- _What you are asked to do_
Format the records as a JSON list of strings, starting at their first line and going on through the line that contains "point(843, 846)". Use one string per line, drop blank lines, and leave the pictures out.

- _Records for the task_
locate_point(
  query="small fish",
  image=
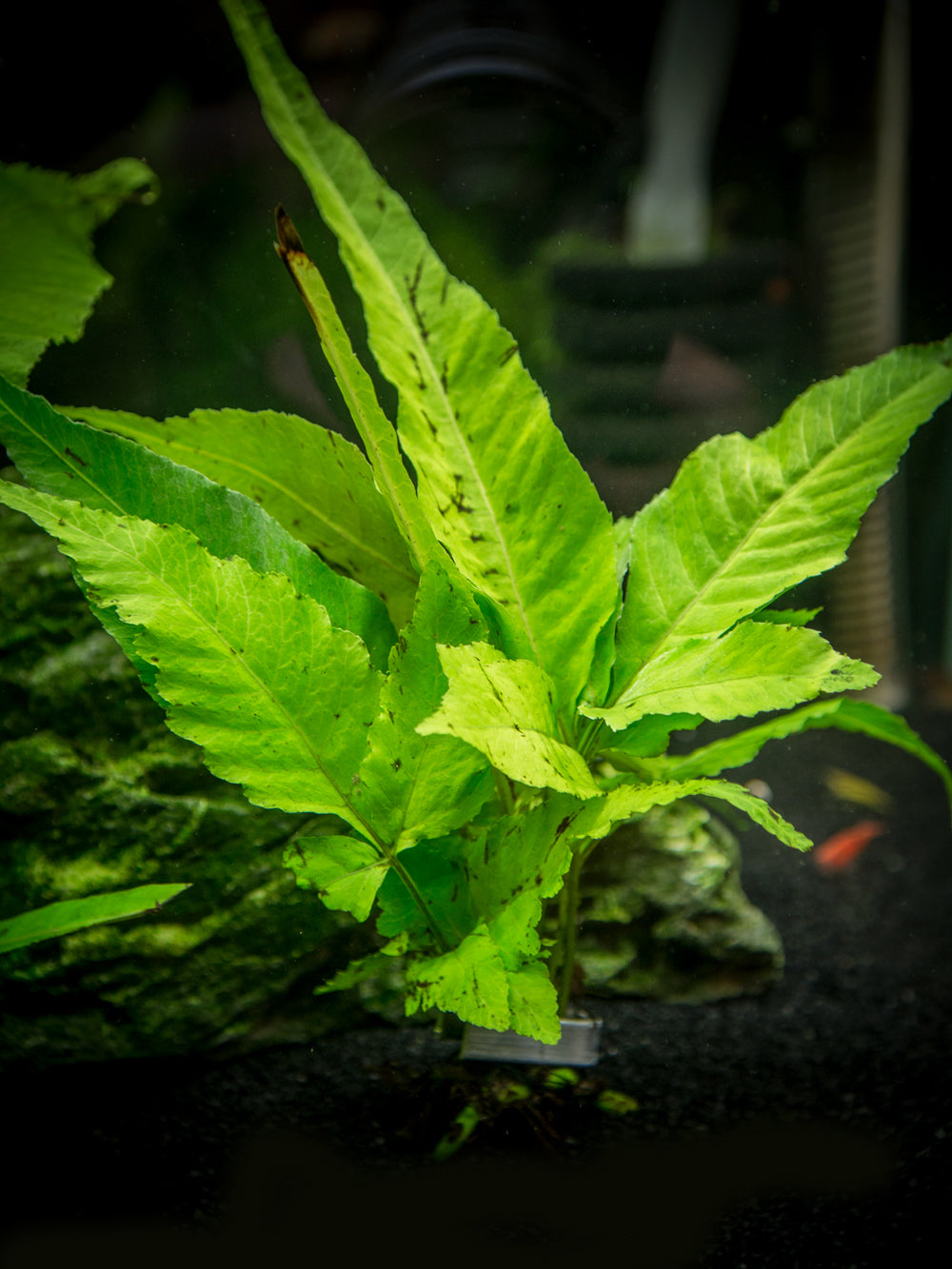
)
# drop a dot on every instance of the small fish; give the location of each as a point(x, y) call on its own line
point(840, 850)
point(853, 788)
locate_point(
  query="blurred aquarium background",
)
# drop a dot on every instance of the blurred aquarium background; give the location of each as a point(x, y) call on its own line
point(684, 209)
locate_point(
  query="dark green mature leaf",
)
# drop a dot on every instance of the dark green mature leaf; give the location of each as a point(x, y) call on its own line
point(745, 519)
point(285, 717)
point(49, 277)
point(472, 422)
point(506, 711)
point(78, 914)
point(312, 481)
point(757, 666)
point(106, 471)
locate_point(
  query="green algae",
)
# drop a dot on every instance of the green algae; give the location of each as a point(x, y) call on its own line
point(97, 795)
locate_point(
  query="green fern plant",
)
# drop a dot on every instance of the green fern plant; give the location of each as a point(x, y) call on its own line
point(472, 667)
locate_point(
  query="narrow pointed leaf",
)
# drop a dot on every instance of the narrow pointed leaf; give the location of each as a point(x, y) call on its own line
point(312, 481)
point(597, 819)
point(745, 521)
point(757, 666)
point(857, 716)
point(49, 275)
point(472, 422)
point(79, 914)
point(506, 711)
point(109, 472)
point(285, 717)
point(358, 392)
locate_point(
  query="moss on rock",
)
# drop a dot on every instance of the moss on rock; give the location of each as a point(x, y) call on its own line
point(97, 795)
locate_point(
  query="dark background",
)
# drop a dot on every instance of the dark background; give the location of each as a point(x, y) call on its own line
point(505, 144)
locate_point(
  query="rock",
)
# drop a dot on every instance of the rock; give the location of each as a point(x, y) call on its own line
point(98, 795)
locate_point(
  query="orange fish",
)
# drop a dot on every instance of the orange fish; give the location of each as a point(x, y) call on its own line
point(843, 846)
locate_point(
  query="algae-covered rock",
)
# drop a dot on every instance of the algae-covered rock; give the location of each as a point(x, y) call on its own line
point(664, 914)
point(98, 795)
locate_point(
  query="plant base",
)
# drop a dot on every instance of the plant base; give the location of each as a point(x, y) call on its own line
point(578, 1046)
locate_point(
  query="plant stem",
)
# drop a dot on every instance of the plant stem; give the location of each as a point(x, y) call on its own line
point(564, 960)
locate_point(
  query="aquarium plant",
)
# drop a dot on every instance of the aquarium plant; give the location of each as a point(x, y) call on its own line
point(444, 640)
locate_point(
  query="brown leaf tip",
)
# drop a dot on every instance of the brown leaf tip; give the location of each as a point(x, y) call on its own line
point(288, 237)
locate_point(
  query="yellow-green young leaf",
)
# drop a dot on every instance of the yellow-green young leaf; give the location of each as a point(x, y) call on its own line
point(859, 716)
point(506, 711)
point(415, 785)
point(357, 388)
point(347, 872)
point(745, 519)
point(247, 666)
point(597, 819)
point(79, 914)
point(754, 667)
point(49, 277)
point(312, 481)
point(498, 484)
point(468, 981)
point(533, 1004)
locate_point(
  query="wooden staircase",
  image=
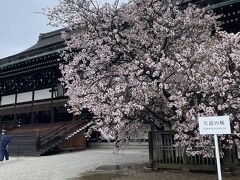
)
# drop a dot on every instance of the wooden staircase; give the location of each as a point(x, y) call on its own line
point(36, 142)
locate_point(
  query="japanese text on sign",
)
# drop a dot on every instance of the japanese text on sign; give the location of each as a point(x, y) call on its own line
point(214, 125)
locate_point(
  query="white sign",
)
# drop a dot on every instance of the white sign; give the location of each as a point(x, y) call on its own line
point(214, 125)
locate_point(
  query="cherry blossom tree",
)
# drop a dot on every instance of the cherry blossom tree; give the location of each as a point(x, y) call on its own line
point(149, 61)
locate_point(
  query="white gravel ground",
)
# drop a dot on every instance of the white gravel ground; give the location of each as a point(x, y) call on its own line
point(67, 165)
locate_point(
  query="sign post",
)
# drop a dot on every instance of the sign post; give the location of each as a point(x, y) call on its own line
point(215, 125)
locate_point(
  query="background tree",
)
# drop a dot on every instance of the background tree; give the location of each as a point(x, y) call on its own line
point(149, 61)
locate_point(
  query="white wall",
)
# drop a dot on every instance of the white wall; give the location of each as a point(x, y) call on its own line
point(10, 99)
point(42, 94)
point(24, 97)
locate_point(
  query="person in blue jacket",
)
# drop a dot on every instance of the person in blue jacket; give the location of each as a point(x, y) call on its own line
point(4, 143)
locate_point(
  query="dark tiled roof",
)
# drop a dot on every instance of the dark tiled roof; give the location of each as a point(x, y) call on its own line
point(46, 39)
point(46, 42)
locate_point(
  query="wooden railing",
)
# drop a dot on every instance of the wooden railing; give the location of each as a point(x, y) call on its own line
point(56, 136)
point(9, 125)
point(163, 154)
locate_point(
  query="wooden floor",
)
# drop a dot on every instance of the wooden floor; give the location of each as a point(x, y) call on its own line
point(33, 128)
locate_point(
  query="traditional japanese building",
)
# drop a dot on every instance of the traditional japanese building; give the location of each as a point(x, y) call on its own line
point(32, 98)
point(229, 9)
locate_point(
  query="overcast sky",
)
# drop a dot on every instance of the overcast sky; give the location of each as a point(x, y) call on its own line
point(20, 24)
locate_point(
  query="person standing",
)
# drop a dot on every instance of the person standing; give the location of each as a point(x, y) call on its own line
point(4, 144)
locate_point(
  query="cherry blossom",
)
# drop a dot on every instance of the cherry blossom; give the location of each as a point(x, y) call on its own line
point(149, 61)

- _Expected output_
[
  "locate_point(",
  "  query=\"small fish\",",
  "  image=",
  ")",
  "# drop a dot on every instance of the small fish; give the location of each as a point(x, y) call on its own line",
  "point(840, 850)",
  "point(853, 788)",
  "locate_point(",
  "  query=\"blurred aquarium background\",",
  ")",
  "# drop a dot on every instance of the blurred aquarium background; give the location of each as a point(x, y) call on its own line",
  "point(684, 209)",
  "locate_point(",
  "  query=\"dark green mature leaf\",",
  ")",
  "# drop a dot on every instance of the dark green mature leaf; give the location of each as a point(x, y) call on its own line",
  "point(745, 519)",
  "point(285, 717)",
  "point(49, 277)",
  "point(472, 422)",
  "point(506, 711)",
  "point(78, 914)",
  "point(312, 481)",
  "point(757, 666)",
  "point(106, 471)",
  "locate_point(",
  "  query=\"green algae\",",
  ")",
  "# drop a dot on every instance of the green algae; give the location of each as a point(x, y) call on its own line",
  "point(97, 795)",
  "locate_point(",
  "  query=\"green fern plant\",",
  ")",
  "# drop a dot on every instance of the green fern plant; give the location of each as a point(x, y) call on its own line",
  "point(472, 667)",
  "locate_point(",
  "  query=\"narrow pointed leaf\",",
  ")",
  "# drop a dot on every instance of the narrow pointed leaf; give the location of each as a point(x, y) call on its own line",
  "point(312, 481)",
  "point(597, 819)",
  "point(745, 521)",
  "point(757, 666)",
  "point(857, 716)",
  "point(49, 275)",
  "point(472, 422)",
  "point(79, 914)",
  "point(506, 711)",
  "point(109, 472)",
  "point(285, 717)",
  "point(358, 392)",
  "locate_point(",
  "  query=\"moss on rock\",",
  ")",
  "# drop a dot on every instance of the moss on rock; give the location of each as a point(x, y) call on its own line",
  "point(97, 795)",
  "locate_point(",
  "  query=\"dark background\",",
  ")",
  "# drop a dot on every instance of the dark background; give the location of each as a point(x, y) call on its own line",
  "point(505, 144)",
  "locate_point(",
  "  query=\"rock\",",
  ")",
  "# drop a dot on every instance of the rock; give the location of each as a point(x, y) call on its own line",
  "point(98, 795)",
  "locate_point(",
  "  query=\"orange fish\",",
  ")",
  "# drop a dot on every instance of the orange fish; give the location of each as a point(x, y) call on its own line",
  "point(843, 846)"
]